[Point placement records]
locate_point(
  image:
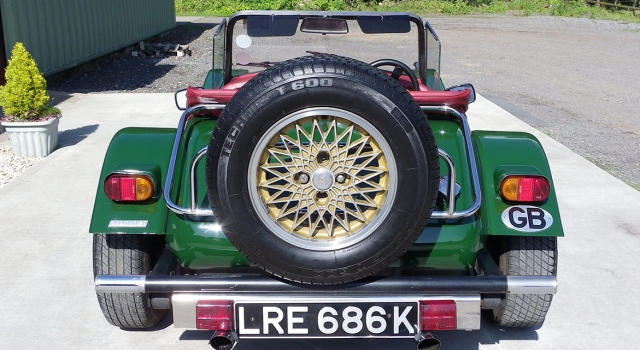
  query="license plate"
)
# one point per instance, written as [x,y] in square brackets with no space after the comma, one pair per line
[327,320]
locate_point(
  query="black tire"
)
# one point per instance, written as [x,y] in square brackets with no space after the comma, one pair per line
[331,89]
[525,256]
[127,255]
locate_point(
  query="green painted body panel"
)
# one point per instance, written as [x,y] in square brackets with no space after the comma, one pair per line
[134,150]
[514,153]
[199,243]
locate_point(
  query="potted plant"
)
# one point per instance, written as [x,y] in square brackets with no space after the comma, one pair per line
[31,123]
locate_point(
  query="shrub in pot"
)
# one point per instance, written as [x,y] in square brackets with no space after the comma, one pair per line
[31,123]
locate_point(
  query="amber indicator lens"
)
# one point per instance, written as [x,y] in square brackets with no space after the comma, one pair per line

*PROBLEM TO SOLVE*. Print the complete listing exactly, apart from any pictures.

*TASK SOLUTION*.
locate_point(
  image:
  query="license plate"
)
# one point per instance, written as [x,y] in square brackets with no space after the comma, one pair per line
[327,320]
locate_point(
  query="black tire"
)
# one point per instance, written as [x,y] in square brackets with no space after the comma, one pair per line
[331,89]
[525,256]
[127,255]
locate_point(
  query="green painted body panel"
)
# one point per instance, written as [x,y] in square brackets with no space after the comma, one pair per line
[134,150]
[514,153]
[199,243]
locate_point(
  query="potted plant"
)
# one point per instance, written as [x,y] in square brackets with no space after the comma, one pair per line
[31,123]
locate_point(
  query="shrub in pot"
)
# one point per instance, written as [x,y] in square brackets with no space after the comma, one pair per line
[31,123]
locate_point(
  query="amber indicator lens"
)
# one point per instance, written as [x,y] in square brackets with no space after the comma, one pair per line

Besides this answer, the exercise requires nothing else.